> [TE VERRICHTEN WERK]
1. Noem alle verschillende datums die in de tekst over de machtiging tot voorlopig verblijf voorkomen.
2. Geef bij elke bewering aan of de tekst over de machtiging tot voorlopig verblijf die bevestigt, met ja of nee en de beslissende woorden uit die tekst: (a) De rechtbank verklaarde het beroep van de vreemdeling ongegrond. (b) De staatssecretaris moet de proceskosten vergoeden. (c) De zaak is terugverwezen naar de rechtbank.
3. Zet de tekst over de machtiging tot voorlopig verblijf voort na de laatste regel die er staat.

ECLI:NL:RVS:2019:4218

Raad van State

Datum uitspraak
16 december 2019
Publicatiedatum
16 december 2019
Zaaknummer
201901806/1/V1
Instantie
Raad van State
Type
Uitspraak
Procedures
  • Hoger beroep
Rechters
  • J.Th. Drop
Vindplaatsen
  • Rechtspraak.nl
AI samenvatting door LexboostAutomatisch gegenereerd

Hoger beroep tegen afwijzing machtiging tot voorlopig verblijf door staatssecretaris van Justitie en Veiligheid

Op 15 januari 2018 heeft de staatssecretaris van Justitie en Veiligheid een aanvraag van een vreemdeling voor een machtiging tot voorlopig verblijf afgewezen. De vreemdeling maakte bezwaar tegen deze afwijzing, maar de staatssecretaris verklaarde dit bezwaar op 4 oktober 2018 ongegrond. De rechtbank Den Haag, zittingsplaats Haarlem, heeft op 18 februari 2019 het beroep van de vreemdeling gegrond verklaard, de afwijzing vernietigd en de staatssecretaris opgedragen een nieuw besluit te nemen. De staatssecretaris ging in hoger beroep tegen deze uitspraak.

In het hoger beroep heeft de staatssecretaris betoogd dat de rechtbank te veel gewicht heeft gehecht aan een verkeerde afgiftedatum van een door de vreemdeling overgelegde kerkelijke huwelijksakte. De staatssecretaris stelde dat de afwijzing van de aanvraag vooral was gebaseerd op het onderzoeksrapport van Bureau Documenten, waaruit bleek dat de overgelegde documenten waarschijnlijk niet authentiek waren. De rechtbank had volgens de staatssecretaris een motiveringsgebrek ten onrechte niet gepasseerd.

De Afdeling bestuursrechtspraak van de Raad van State heeft de rechtsvraag over de werkinstructie beantwoord en geoordeeld dat de grief van de staatssecretaris slaagt. Het hoger beroep is gegrond verklaard, de uitspraak van de rechtbank is vernietigd en de zaak is terugverwezen naar de rechtbank voor verdere behandeling, waarbij de rechtbank het oordeel van de Afdeling in acht moet nemen. De staatssecretaris hoeft geen proceskosten te vergoeden.

Uitspraak

201901806/1/V1.
Datum uitspraak: 16 december 2019
AFDELING
BESTUURSRECHTSPRAAK
Uitspraak met toepassing van artikel 8:54, eerste lid, van de Algemene wet bestuursrecht op het hoger beroep van:
de staatssecretaris van Justitie en Veiligheid,
appellant,
tegen de uitspraak van de rechtbank Den Haag, zittingsplaats Haarlem, van 18 februari 2019 in zaak nr. 18/8149 in het geding tussen:
[de vreemdeling]
en
de staatssecretaris.

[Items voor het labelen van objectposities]
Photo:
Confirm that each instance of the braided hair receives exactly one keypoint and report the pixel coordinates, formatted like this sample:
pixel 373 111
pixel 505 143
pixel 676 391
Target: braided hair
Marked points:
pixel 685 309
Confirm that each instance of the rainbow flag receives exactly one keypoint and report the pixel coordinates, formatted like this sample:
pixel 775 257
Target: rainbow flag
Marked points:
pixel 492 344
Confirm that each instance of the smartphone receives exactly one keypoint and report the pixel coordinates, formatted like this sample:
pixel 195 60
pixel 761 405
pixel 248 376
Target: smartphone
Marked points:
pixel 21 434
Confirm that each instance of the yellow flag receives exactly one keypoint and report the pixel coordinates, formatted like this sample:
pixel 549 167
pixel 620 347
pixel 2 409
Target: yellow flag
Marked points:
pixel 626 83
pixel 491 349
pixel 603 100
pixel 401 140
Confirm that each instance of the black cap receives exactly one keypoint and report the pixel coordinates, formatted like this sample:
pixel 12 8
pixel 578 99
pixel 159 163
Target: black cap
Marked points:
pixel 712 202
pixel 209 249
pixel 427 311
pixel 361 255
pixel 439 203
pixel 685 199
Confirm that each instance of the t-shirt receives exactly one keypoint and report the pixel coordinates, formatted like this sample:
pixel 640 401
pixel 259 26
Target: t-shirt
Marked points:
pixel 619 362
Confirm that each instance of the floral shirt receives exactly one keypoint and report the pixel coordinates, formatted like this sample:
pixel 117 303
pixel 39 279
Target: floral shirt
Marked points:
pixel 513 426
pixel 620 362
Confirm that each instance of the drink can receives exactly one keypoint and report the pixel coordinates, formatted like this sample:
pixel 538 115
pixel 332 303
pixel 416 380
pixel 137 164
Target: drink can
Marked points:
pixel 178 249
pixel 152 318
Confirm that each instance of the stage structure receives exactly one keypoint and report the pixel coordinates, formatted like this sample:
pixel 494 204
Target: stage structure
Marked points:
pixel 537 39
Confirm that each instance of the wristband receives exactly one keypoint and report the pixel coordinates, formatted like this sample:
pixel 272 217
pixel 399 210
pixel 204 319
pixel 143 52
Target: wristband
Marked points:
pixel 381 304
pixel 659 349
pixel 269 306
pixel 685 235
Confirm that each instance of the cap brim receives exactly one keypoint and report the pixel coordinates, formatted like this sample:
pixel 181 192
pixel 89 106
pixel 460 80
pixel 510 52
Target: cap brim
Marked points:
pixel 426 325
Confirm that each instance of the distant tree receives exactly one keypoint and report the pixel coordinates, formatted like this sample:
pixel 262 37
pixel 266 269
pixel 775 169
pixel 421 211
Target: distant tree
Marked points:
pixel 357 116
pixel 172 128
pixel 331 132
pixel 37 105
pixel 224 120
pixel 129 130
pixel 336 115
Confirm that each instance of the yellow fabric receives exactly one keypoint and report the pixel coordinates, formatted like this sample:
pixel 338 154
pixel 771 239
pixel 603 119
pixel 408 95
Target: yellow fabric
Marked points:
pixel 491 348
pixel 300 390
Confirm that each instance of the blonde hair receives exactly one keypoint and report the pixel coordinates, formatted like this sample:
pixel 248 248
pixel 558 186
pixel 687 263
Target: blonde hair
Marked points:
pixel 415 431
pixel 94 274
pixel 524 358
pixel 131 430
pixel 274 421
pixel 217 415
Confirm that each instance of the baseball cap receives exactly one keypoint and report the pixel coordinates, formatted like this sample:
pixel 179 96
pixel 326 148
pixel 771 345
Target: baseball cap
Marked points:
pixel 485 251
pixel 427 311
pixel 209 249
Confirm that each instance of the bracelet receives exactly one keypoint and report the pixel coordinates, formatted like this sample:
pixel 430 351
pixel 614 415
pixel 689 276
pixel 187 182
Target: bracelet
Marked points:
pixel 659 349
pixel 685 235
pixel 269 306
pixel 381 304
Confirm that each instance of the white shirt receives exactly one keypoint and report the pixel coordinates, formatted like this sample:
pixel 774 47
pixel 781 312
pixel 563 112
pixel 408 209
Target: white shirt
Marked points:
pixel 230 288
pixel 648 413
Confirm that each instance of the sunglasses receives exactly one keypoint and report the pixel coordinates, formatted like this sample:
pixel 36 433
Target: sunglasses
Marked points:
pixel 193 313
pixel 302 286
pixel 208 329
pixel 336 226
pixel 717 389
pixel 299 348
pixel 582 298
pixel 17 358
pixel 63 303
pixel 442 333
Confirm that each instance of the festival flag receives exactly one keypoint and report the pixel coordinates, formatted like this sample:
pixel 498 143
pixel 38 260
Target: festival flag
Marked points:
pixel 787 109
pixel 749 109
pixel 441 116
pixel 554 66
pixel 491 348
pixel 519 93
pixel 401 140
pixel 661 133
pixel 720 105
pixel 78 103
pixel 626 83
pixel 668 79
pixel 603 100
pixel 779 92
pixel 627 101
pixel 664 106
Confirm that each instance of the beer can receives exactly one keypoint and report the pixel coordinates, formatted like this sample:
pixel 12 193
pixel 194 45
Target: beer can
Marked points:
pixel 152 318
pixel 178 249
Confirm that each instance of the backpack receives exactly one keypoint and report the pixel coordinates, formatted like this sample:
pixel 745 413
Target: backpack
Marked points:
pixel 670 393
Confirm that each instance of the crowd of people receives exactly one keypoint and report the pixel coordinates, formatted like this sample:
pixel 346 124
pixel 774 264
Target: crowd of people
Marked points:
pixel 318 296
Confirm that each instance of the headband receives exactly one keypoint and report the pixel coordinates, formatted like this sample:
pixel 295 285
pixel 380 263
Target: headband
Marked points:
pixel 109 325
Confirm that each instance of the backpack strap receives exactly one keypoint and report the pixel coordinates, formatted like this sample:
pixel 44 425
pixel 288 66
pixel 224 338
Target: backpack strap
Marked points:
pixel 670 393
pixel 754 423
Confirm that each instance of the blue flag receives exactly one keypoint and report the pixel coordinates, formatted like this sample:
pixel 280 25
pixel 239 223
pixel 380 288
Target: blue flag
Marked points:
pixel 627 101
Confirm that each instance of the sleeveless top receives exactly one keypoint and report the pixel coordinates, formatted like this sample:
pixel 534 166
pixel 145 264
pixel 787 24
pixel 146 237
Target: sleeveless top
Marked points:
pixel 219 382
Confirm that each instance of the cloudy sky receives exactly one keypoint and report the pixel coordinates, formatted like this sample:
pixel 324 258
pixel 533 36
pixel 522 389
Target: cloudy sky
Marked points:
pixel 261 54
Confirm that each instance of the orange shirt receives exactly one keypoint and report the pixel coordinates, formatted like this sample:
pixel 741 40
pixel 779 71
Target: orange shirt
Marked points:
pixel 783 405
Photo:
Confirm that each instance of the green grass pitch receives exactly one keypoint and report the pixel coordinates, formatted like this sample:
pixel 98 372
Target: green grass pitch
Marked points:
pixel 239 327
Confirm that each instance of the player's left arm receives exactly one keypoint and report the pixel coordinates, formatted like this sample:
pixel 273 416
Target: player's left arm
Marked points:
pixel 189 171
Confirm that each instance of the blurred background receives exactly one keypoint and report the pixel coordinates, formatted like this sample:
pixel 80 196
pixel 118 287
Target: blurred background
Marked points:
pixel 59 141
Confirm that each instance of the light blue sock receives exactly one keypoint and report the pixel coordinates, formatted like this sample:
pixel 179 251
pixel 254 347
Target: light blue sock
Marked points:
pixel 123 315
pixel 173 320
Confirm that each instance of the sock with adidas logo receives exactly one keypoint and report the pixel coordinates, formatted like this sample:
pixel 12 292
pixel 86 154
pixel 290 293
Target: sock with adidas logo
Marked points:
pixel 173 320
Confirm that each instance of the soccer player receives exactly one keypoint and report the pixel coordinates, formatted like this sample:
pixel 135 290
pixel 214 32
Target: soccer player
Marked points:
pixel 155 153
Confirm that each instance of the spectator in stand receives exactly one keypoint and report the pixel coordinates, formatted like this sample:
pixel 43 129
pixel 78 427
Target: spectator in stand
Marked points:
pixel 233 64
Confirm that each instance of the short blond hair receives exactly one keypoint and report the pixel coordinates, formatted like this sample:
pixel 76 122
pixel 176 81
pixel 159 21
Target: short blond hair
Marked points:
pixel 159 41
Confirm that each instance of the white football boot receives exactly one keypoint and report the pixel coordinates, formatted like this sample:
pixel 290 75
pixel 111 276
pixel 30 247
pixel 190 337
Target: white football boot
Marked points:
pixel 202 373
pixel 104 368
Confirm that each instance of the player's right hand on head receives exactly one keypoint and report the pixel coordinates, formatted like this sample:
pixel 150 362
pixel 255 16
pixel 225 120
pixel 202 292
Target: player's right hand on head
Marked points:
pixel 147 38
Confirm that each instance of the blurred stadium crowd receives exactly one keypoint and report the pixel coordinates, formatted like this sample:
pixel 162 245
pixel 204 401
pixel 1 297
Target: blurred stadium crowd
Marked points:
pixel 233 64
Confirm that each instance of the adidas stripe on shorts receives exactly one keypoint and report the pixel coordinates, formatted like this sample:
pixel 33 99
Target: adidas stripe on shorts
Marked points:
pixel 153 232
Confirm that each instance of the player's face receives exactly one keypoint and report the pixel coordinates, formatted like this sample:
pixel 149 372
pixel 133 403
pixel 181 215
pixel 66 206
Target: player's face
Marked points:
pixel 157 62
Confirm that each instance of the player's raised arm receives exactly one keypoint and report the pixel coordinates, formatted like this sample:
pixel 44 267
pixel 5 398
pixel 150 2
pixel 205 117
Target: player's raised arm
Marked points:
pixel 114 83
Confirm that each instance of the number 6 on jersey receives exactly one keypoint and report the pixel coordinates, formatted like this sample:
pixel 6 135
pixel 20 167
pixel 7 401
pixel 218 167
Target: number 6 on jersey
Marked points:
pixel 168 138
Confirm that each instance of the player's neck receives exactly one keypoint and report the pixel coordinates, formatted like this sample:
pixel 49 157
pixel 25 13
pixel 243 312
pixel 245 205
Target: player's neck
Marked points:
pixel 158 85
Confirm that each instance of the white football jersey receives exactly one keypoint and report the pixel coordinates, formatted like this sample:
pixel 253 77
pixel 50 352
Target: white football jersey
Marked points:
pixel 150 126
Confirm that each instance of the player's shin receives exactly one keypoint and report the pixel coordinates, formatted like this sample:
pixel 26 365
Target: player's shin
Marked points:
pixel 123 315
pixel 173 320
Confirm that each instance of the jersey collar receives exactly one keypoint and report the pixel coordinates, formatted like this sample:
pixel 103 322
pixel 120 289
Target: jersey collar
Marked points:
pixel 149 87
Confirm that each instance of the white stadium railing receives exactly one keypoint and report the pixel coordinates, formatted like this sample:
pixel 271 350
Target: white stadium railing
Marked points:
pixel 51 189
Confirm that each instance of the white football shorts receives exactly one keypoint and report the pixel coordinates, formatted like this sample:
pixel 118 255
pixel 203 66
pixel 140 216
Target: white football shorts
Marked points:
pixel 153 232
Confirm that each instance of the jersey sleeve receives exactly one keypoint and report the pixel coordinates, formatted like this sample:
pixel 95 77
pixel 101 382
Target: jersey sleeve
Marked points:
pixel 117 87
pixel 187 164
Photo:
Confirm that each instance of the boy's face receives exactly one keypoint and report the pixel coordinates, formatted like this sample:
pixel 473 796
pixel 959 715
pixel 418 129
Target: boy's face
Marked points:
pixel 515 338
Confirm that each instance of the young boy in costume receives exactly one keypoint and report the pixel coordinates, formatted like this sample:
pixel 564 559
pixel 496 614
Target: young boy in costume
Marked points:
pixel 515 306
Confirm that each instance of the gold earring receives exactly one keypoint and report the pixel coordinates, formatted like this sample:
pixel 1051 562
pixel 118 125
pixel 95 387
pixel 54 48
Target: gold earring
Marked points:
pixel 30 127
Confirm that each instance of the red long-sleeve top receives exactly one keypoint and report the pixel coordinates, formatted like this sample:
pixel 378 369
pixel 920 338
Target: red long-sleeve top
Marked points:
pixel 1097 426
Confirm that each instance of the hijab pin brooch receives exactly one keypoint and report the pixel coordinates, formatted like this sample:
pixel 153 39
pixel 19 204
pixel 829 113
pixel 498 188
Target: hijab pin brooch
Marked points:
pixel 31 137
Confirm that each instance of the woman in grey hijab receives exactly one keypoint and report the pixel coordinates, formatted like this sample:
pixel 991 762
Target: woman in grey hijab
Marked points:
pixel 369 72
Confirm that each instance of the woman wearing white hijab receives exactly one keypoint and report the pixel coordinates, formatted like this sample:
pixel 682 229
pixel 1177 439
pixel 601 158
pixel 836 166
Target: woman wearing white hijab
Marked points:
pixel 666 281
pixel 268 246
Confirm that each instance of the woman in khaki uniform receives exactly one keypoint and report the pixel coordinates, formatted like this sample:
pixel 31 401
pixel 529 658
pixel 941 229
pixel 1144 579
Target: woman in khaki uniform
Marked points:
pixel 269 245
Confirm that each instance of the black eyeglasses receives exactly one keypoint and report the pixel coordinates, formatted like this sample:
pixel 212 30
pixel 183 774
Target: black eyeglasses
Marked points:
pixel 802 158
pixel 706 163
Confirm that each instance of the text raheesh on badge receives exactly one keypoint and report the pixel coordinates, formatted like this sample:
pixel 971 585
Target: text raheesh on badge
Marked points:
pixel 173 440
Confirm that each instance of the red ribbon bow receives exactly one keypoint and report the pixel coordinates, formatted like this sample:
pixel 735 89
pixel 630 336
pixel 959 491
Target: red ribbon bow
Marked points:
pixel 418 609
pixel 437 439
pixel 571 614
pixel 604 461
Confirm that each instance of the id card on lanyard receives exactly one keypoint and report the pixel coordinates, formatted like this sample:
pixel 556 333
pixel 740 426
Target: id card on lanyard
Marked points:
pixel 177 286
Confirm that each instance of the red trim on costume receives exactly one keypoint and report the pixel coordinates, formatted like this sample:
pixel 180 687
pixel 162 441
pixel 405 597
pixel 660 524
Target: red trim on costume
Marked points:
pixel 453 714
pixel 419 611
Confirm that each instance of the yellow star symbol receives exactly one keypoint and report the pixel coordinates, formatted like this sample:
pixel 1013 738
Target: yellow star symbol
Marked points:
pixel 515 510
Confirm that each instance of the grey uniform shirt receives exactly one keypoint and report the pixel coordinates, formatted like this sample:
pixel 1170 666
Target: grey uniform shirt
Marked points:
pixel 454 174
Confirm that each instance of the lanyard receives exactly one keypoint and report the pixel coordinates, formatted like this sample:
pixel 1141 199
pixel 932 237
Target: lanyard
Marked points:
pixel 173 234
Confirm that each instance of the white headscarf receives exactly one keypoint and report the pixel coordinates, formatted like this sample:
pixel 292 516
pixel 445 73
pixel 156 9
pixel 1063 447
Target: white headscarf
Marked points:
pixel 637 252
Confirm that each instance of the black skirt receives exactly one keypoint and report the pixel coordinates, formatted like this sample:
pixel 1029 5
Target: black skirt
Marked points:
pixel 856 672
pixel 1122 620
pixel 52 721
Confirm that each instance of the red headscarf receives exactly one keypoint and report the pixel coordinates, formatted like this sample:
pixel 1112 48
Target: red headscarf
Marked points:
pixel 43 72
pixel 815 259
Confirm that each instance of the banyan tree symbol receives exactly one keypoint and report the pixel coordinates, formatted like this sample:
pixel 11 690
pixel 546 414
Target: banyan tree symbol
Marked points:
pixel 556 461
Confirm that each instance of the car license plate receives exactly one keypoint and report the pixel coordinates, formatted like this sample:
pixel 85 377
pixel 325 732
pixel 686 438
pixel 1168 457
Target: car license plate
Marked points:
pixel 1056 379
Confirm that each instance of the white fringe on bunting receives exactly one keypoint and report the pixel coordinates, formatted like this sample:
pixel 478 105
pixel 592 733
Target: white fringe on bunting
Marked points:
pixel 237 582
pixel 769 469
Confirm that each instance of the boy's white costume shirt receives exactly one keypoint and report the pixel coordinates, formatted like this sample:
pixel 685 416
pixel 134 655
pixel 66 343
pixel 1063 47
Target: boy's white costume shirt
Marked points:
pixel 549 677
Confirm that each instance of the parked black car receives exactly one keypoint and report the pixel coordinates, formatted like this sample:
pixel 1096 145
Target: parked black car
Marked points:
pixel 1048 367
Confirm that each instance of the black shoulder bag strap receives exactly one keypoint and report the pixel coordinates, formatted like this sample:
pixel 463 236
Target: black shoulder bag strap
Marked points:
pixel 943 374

> [RESULTATEN VAN TAKEN]
1. 15 januari 2018, 4 oktober 2018, 18 februari 2019, 16 december 2019

2.
(a) Nee: "heeft op 18 februari 2019 het beroep van de vreemdeling gegrond verklaard"
(b) Nee: "De staatssecretaris hoeft geen proceskosten te vergoeden."
(c) Ja: "de zaak is terugverwezen naar de rechtbank voor verdere behandeling"

3.
Procesverloop
Bij besluit van 15 januari 2018 heeft de staatssecretaris een aanvraag om de vreemdeling een machtiging tot voorlopig verblijf te verlenen afgewezen.
Bij besluit van 4 oktober 2018 heeft de staatssecretaris het daartegen door de vreemdeling gemaakte bezwaar ongegrond verklaard.
Bij uitspraak van 18 februari 2019 heeft de rechtbank het daartegen door de vreemdeling ingestelde beroep gegrond verklaard, dat besluit vernietigd en bepaald dat de staatssecretaris een nieuw besluit op het gemaakte bezwaar neemt met inachtneming van de uitspraak.
Tegen deze uitspraak heeft de staatssecretaris hoger beroep ingesteld.
De vreemdeling, vertegenwoordigd door mr. T.J.J.M. Wijngaard, advocaat te Haarlem, heeft een schriftelijke uiteenzetting gegeven.
Overwegingen
1.    De in de tweede grief opgeworpen rechtsvraag, te weten of een werkinstructie recht is in de zin van artikel 1.27 van het Vb 2000, heeft de Afdeling bij uitspraak van 15 april 2019, ECLI:NL:RVS:2019:1171, beantwoord. Uit de overwegingen van die uitspraak volgt dat de grief slaagt.
2.    In de eerste grief klaagt de staatssecretaris dat de rechtbank te veel gewicht heeft toegekend aan het feit dat hij in het besluit van 4 oktober 2018 is uitgegaan van een verkeerde afgiftedatum van een door de vreemdeling overgelegde kerkelijke huwelijksakte (lees: een ook door de vreemdeling overgelegde doopakte). Volgens de staatssecretaris is de doorslaggevende reden voor de afwijzing geweest dat uit het onderzoeksrapport van Bureau Documenten van 17 oktober 2017 (hierna: het rapport) blijkt dat beide akten met aan zekerheid grenzende waarschijnlijkheid niet echt zijn. De rechtbank heeft een eventueel motiveringsgebrek ten onrechte niet gepasseerd, aldus de staatssecretaris.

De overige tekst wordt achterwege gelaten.